Dataset rows:

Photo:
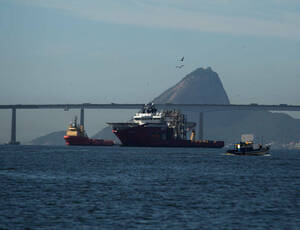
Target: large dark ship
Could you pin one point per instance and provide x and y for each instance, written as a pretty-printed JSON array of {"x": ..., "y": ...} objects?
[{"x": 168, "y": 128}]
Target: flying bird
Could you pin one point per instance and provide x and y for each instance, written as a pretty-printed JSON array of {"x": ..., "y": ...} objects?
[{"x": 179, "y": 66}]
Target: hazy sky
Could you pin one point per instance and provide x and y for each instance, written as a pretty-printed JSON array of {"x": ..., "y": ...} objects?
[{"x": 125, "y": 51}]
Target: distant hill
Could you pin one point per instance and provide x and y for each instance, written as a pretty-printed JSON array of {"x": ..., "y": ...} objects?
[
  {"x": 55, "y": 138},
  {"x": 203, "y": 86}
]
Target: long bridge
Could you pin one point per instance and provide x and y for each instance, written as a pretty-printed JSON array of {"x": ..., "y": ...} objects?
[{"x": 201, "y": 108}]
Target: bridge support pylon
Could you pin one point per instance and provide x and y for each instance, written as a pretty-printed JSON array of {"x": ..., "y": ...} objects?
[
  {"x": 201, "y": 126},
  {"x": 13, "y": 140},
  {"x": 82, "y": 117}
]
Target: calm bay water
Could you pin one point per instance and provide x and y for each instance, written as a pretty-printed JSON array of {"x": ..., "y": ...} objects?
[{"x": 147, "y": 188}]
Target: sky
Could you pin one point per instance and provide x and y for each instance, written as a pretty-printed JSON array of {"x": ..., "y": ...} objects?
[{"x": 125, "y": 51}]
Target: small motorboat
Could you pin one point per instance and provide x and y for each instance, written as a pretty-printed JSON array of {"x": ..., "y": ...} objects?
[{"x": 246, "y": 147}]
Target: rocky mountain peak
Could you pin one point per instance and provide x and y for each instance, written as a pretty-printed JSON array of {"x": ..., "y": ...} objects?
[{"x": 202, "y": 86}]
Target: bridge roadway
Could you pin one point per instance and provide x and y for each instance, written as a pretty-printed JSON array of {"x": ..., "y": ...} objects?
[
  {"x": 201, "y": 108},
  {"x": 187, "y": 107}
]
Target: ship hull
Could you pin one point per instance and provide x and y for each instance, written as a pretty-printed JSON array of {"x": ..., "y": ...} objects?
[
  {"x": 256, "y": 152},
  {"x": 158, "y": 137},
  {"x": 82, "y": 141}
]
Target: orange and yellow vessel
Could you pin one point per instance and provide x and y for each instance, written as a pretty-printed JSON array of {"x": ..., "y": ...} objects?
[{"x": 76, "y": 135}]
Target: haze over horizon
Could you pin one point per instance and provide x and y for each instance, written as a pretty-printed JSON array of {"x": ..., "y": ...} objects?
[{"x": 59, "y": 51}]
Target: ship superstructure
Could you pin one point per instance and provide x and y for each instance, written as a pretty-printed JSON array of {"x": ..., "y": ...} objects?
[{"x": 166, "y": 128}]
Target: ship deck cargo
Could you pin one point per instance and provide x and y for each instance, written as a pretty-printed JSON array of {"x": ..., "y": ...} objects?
--
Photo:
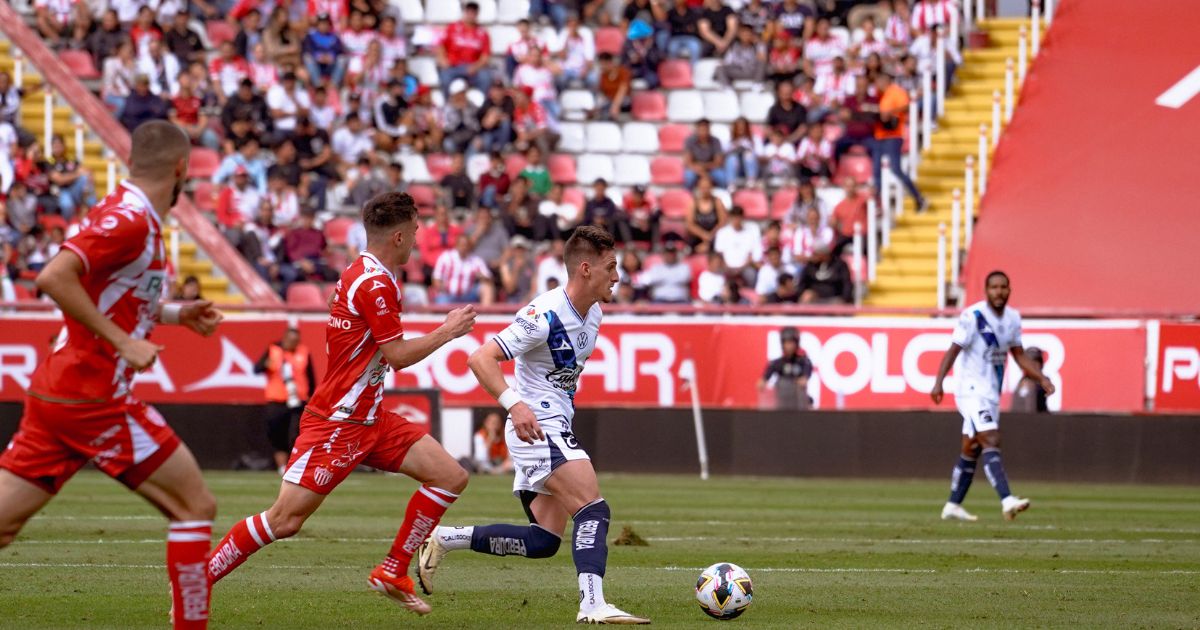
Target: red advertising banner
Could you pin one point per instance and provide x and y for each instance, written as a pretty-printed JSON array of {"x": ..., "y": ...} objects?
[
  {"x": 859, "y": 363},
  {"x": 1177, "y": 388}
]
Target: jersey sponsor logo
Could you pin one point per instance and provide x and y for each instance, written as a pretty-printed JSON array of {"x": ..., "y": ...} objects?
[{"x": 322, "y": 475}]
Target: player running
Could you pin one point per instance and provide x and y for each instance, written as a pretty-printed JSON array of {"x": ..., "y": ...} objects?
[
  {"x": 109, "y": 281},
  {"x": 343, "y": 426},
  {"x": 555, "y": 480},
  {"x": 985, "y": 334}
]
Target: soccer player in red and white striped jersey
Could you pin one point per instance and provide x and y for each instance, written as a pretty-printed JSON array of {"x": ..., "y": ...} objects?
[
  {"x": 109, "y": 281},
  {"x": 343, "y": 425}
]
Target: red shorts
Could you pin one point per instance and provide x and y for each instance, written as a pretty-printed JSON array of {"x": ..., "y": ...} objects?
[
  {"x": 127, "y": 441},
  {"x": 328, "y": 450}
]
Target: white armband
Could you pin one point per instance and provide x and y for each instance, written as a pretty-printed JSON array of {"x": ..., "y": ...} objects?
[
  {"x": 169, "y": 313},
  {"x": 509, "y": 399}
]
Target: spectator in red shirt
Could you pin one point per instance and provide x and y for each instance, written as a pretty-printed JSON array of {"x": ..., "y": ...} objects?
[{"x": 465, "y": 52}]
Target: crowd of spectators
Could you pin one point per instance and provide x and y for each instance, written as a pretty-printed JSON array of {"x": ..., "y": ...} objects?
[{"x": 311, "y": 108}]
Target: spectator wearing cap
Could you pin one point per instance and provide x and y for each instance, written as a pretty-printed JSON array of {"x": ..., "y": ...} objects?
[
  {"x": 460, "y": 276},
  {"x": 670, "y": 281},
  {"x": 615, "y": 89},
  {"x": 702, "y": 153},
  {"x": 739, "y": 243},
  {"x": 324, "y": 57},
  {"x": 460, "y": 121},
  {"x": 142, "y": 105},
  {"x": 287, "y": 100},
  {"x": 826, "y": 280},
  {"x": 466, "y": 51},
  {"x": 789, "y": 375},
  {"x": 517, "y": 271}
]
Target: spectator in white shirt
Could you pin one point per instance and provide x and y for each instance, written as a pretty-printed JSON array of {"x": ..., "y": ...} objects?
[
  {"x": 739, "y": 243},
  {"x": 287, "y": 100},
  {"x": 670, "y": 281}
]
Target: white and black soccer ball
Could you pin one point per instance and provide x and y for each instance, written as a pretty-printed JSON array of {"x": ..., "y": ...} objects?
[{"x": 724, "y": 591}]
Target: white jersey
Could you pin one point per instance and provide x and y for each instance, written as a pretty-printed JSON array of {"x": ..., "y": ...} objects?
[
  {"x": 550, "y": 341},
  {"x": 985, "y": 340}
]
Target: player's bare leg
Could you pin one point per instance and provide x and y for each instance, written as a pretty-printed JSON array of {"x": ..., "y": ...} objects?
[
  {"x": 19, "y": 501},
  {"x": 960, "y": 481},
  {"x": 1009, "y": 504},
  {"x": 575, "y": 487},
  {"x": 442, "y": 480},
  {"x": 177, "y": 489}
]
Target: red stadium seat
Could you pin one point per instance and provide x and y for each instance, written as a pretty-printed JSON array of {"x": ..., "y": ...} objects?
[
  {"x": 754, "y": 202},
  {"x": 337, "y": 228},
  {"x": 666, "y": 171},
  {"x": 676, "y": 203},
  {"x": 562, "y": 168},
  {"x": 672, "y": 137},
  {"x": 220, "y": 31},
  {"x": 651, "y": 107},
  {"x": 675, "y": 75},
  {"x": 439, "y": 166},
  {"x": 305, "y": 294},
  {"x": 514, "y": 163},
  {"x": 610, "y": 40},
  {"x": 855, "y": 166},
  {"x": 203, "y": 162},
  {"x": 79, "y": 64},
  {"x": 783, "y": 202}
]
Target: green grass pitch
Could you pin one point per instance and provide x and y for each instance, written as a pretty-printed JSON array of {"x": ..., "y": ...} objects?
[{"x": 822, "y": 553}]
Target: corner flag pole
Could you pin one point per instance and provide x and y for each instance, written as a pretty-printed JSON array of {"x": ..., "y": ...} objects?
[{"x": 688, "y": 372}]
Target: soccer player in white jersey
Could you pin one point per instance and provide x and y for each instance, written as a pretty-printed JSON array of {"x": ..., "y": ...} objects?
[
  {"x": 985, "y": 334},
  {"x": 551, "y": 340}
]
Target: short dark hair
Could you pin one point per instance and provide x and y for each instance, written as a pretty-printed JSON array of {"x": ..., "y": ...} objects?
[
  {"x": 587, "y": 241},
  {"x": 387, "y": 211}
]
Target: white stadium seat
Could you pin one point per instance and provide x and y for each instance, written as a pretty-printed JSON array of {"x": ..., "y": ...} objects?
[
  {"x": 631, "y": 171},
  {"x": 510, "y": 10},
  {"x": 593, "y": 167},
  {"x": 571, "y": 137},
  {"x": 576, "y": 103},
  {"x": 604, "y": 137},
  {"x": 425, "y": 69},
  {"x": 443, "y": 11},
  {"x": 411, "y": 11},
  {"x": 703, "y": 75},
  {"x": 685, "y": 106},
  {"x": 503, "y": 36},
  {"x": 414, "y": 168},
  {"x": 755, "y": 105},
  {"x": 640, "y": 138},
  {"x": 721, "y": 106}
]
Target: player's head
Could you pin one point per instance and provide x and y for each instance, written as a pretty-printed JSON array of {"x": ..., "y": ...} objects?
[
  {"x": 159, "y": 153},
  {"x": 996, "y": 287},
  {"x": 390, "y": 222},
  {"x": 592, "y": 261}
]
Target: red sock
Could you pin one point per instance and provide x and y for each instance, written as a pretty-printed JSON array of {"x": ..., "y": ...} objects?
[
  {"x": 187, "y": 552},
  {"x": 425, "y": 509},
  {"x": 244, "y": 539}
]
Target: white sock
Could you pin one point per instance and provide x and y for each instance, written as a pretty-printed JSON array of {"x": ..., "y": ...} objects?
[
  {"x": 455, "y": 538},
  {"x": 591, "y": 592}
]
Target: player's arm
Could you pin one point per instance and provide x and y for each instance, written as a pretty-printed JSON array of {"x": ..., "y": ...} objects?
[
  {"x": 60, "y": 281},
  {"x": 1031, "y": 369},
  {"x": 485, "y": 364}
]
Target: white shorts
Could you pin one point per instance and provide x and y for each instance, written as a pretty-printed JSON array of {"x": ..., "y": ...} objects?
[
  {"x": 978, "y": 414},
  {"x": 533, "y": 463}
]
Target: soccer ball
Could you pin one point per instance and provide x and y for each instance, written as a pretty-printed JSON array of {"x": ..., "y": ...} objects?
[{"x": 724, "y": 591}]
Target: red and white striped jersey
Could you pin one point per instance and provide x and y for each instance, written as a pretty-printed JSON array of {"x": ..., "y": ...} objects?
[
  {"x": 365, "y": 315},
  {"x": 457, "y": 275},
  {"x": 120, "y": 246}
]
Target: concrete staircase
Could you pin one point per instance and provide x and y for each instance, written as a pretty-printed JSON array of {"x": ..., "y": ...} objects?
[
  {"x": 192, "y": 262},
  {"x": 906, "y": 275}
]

Instruction: State how many lines in the records above contain the string "shirt". Give only the number.

Response to this task: 2